YOUR INSTRUCTIONS> How many lines in the records below contain the word "white"? Reply with the number alone.

EXERCISE DATA>
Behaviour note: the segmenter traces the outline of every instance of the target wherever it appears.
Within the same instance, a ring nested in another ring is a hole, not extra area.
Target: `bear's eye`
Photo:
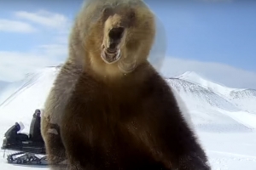
[[[130,20],[134,20],[135,19],[135,12],[131,11],[128,17]]]
[[[113,8],[111,7],[105,7],[102,9],[102,19],[103,21],[106,21],[106,20],[113,14]]]

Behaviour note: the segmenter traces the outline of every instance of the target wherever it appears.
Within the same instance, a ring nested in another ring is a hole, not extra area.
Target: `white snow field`
[[[47,67],[0,88],[0,144],[15,122],[22,122],[22,132],[28,133],[32,114],[43,107],[58,71]],[[256,90],[224,87],[195,72],[166,81],[186,105],[212,170],[256,170]],[[0,169],[49,168],[8,164],[0,156]]]

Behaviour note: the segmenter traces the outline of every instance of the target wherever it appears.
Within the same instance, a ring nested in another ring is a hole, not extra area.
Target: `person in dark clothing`
[[[32,120],[30,124],[29,139],[33,142],[44,143],[41,135],[41,110],[37,109],[33,114]]]

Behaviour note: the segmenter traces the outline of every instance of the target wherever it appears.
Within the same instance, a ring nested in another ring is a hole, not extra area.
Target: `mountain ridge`
[[[6,90],[0,92],[0,114],[9,114],[29,125],[34,110],[44,106],[60,68],[60,65],[45,67],[8,85]],[[213,86],[214,83],[202,77],[199,79],[202,81],[202,85],[198,79],[188,78],[188,75],[166,78],[188,107],[196,128],[214,132],[256,129],[256,114],[252,111],[255,108],[252,102],[256,97],[251,95],[252,93],[244,94],[241,89],[235,89],[234,93],[240,92],[236,99],[229,95],[223,97],[214,89],[225,89],[225,87],[217,84],[218,88]],[[195,82],[196,81],[197,83]],[[207,84],[212,88],[207,88]],[[22,114],[17,114],[20,112]],[[5,116],[2,118],[8,119],[6,122],[13,121]]]

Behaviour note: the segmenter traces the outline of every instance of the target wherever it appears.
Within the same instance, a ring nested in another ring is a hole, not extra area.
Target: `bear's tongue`
[[[101,56],[108,64],[113,64],[120,59],[120,50],[113,50],[110,48],[107,48],[102,50]]]

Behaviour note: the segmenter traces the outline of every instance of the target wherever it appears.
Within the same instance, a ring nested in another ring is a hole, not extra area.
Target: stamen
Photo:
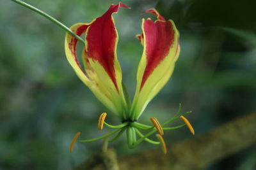
[[[74,136],[73,139],[70,143],[70,147],[69,148],[69,151],[70,152],[70,153],[72,152],[74,144],[76,141],[76,139],[77,139],[77,138],[80,135],[80,134],[81,134],[81,132],[78,132],[75,135],[75,136]]]
[[[164,138],[162,137],[162,136],[161,136],[159,134],[156,134],[156,137],[157,138],[158,140],[160,141],[161,143],[161,146],[162,146],[162,151],[164,154],[166,154],[167,153],[167,148],[166,148],[166,145],[165,144]]]
[[[158,122],[157,119],[155,117],[152,117],[150,118],[151,122],[153,123],[154,125],[156,127],[156,130],[157,130],[158,133],[163,136],[164,135],[164,131],[163,131],[163,128],[161,126],[161,124],[159,124],[159,122]]]
[[[185,124],[187,125],[188,129],[189,129],[189,131],[190,131],[190,132],[191,132],[191,134],[192,134],[193,135],[194,135],[194,134],[195,134],[194,129],[193,129],[193,127],[192,127],[191,124],[190,124],[190,123],[189,123],[189,122],[188,120],[188,119],[187,119],[186,118],[185,118],[184,117],[183,117],[183,116],[180,116],[180,118],[181,119],[183,120],[183,121],[184,121],[184,122],[185,122]]]
[[[98,120],[98,129],[99,130],[102,130],[103,125],[104,125],[104,122],[105,120],[105,118],[106,116],[107,116],[106,113],[102,113],[100,114],[100,117],[99,118],[99,120]]]

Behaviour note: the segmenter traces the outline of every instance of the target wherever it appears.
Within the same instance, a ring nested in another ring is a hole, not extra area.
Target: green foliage
[[[253,3],[121,1],[132,8],[115,16],[120,36],[118,56],[130,96],[143,50],[134,36],[141,32],[141,18],[148,16],[138,14],[156,6],[164,17],[175,21],[180,33],[180,56],[173,77],[148,105],[141,122],[150,124],[149,118],[156,117],[164,122],[181,103],[183,111],[193,110],[189,120],[196,134],[200,134],[256,110]],[[70,26],[91,21],[118,1],[26,2]],[[99,115],[108,111],[67,61],[63,30],[11,1],[0,2],[0,169],[69,169],[101,145],[100,142],[78,144],[70,153],[72,137],[78,131],[83,139],[109,131],[97,129]],[[108,113],[108,122],[119,124]],[[166,145],[190,136],[186,128],[172,132],[164,136]],[[129,150],[122,136],[114,146],[120,154],[140,152],[140,148]],[[143,146],[140,150],[152,148],[147,143]],[[252,153],[234,155],[211,169],[246,169],[253,166]]]

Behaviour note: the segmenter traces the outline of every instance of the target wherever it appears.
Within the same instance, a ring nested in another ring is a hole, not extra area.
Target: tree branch
[[[220,125],[199,137],[168,147],[169,152],[165,155],[159,150],[154,150],[118,158],[120,169],[201,169],[255,143],[255,129],[256,113]],[[105,153],[107,157],[111,157],[113,151],[110,150],[109,152]],[[114,162],[116,167],[118,168],[117,162]],[[108,169],[106,162],[98,162],[88,169]],[[88,161],[84,164],[90,166]]]

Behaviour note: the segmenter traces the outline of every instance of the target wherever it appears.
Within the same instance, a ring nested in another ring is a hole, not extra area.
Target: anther
[[[72,152],[74,144],[76,143],[76,139],[77,139],[77,138],[80,135],[80,134],[81,134],[81,132],[78,132],[75,135],[75,136],[74,136],[73,139],[72,139],[72,142],[70,143],[70,147],[69,148],[69,151],[70,152]]]
[[[159,141],[159,142],[161,143],[161,146],[162,148],[162,151],[164,154],[166,154],[167,153],[167,148],[166,148],[166,145],[165,144],[164,138],[163,138],[162,136],[161,136],[159,134],[157,134],[156,137],[157,138],[158,140]]]
[[[194,135],[195,134],[194,129],[193,129],[193,127],[192,127],[191,124],[190,124],[190,123],[188,120],[188,119],[186,118],[185,118],[184,117],[183,117],[183,116],[180,116],[180,118],[183,120],[183,121],[187,125],[188,129],[189,129],[189,131],[191,132],[191,134]]]
[[[161,136],[164,135],[164,131],[163,131],[163,128],[161,126],[161,124],[159,124],[159,122],[158,122],[157,119],[156,119],[156,118],[155,117],[152,117],[150,118],[150,120],[154,125],[156,127],[156,130],[157,130],[158,131],[158,133]]]
[[[105,118],[106,116],[107,116],[106,113],[102,113],[100,114],[100,117],[99,118],[99,120],[98,120],[98,129],[99,130],[102,130],[103,125],[104,125],[104,122],[105,120]]]

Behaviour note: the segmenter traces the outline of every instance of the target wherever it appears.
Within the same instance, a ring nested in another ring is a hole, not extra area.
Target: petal
[[[70,27],[70,29],[77,34],[78,36],[81,36],[84,33],[90,24],[76,24]],[[69,63],[75,70],[76,74],[82,80],[82,81],[86,85],[92,92],[94,94],[96,97],[107,108],[108,108],[113,113],[118,113],[118,111],[115,108],[113,103],[109,99],[109,97],[102,92],[102,89],[99,88],[99,85],[97,82],[91,80],[90,78],[86,75],[84,71],[81,67],[79,62],[78,62],[77,54],[76,54],[76,47],[77,44],[77,39],[68,33],[66,34],[65,39],[65,49],[67,59]]]
[[[136,119],[170,79],[180,50],[179,32],[173,22],[166,21],[156,10],[146,12],[157,15],[158,20],[142,20],[144,50],[138,68],[132,107]]]
[[[128,8],[122,3],[111,5],[100,17],[90,26],[86,39],[88,60],[100,79],[117,91],[122,89],[122,71],[116,57],[116,46],[118,39],[112,17],[120,7]],[[110,78],[111,83],[107,78]]]
[[[66,34],[65,52],[79,78],[111,111],[123,117],[126,103],[122,86],[122,71],[116,52],[118,37],[112,16],[120,7],[128,8],[122,3],[113,4],[102,17],[92,22],[71,27],[79,36],[86,34],[85,48],[83,50],[85,71],[77,58],[77,40],[69,34]]]
[[[116,57],[118,35],[112,16],[120,7],[128,8],[122,3],[113,4],[90,25],[86,32],[86,49],[90,67],[109,92],[120,114],[123,114],[126,104],[122,85],[122,70]]]

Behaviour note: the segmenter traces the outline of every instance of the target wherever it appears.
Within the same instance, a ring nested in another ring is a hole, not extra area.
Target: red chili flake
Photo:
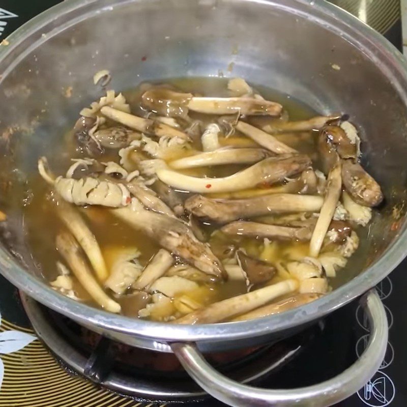
[[[393,222],[391,224],[391,226],[390,226],[390,230],[394,232],[395,230],[397,230],[398,229],[398,226],[399,226],[400,222]]]

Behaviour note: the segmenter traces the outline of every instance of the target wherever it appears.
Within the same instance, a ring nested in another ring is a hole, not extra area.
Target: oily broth
[[[195,95],[218,97],[229,96],[227,90],[226,79],[214,78],[176,78],[166,80],[165,82],[170,83],[181,91],[191,92]],[[259,91],[266,99],[280,103],[284,106],[284,109],[288,113],[290,120],[307,119],[315,115],[315,112],[308,106],[287,95],[277,93],[263,86],[255,86],[255,89]],[[145,87],[142,85],[135,89],[124,93],[133,114],[140,115],[145,114],[145,111],[143,111],[140,105],[140,96],[144,90]],[[216,121],[218,117],[195,112],[191,112],[190,116],[194,120],[202,121],[205,125]],[[251,119],[249,122],[254,125],[259,125],[276,120],[269,118],[256,118]],[[306,136],[304,136],[304,142],[297,143],[295,146],[293,144],[293,147],[301,153],[308,154],[312,158],[315,158],[316,135],[316,133],[308,132],[306,135]],[[234,135],[230,139],[234,138],[235,139],[240,139],[242,144],[246,143],[248,146],[251,146],[256,145],[246,137]],[[296,139],[295,137],[284,134],[278,135],[276,138],[289,146],[290,145],[290,140],[293,143]],[[55,152],[53,155],[55,159],[50,160],[51,168],[57,175],[65,173],[71,164],[71,158],[88,156],[86,154],[78,152],[73,139],[73,132],[68,131],[65,136],[62,137],[63,142],[61,143],[60,150]],[[221,143],[223,145],[227,145],[228,142],[228,139],[221,140]],[[199,142],[195,143],[193,147],[196,150],[200,149]],[[47,156],[52,157],[50,152],[44,153]],[[187,153],[186,156],[189,154]],[[106,149],[106,154],[96,158],[99,161],[103,162],[119,161],[117,150]],[[177,158],[179,157],[171,157],[171,159]],[[179,170],[179,171],[196,177],[220,177],[230,175],[249,166],[221,165]],[[58,274],[55,263],[57,260],[61,260],[55,248],[55,238],[56,234],[64,229],[65,227],[55,214],[52,208],[53,204],[50,201],[49,188],[40,176],[33,175],[28,180],[28,184],[32,190],[34,197],[31,205],[23,209],[28,243],[34,258],[41,264],[43,275],[48,281],[51,281],[55,279]],[[154,186],[152,188],[154,189]],[[180,191],[179,193],[184,200],[190,196],[190,194],[188,193]],[[108,268],[111,265],[114,255],[121,250],[137,248],[141,252],[138,260],[142,265],[145,265],[160,248],[151,239],[141,232],[135,231],[102,208],[90,206],[80,209],[79,210],[85,215],[84,217],[87,224],[101,246]],[[214,230],[218,228],[219,226],[206,224],[202,227],[205,232],[209,236]],[[361,240],[363,241],[365,231],[356,229],[356,231],[361,238]],[[224,240],[225,236],[222,237],[221,239]],[[248,238],[227,239],[230,243],[238,243],[238,246],[244,248],[248,254],[272,263],[292,258],[292,256],[290,257],[290,253],[296,253],[302,256],[306,256],[309,247],[308,242],[300,243],[296,242],[274,242],[275,247],[272,253],[269,253],[266,255],[264,254],[263,240]],[[216,234],[212,235],[209,243],[215,247],[218,244],[218,236]],[[361,244],[361,246],[364,245],[363,243]],[[352,256],[345,268],[338,271],[335,279],[330,279],[330,284],[332,286],[336,286],[343,283],[345,281],[347,281],[355,275],[356,270],[360,270],[360,268],[354,267],[358,261],[354,258],[355,257]],[[276,282],[278,281],[279,278],[276,276],[267,284]],[[96,305],[89,295],[83,292],[84,290],[81,289],[77,281],[75,282],[74,286],[75,290],[84,302]],[[200,283],[199,288],[195,292],[189,293],[189,295],[200,304],[207,305],[246,292],[246,287],[244,283],[229,281],[222,283]],[[109,294],[110,295],[111,293]],[[154,318],[154,315],[152,315],[152,317]],[[156,315],[156,318],[159,319],[160,317],[159,315]]]

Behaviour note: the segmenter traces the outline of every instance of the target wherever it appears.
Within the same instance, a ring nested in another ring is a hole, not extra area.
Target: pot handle
[[[360,302],[367,315],[370,334],[363,354],[352,366],[322,383],[287,390],[252,387],[221,374],[209,365],[194,343],[177,342],[172,351],[184,368],[209,394],[234,407],[326,407],[359,390],[379,369],[387,347],[388,326],[376,290],[364,294]]]

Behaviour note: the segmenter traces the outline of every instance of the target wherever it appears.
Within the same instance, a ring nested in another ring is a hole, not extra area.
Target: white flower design
[[[0,314],[0,325],[1,323],[2,315]],[[5,331],[4,332],[0,332],[0,355],[7,355],[19,351],[36,339],[32,335],[19,331]],[[4,376],[4,365],[0,359],[0,389]]]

EXERCISE ANSWER> 2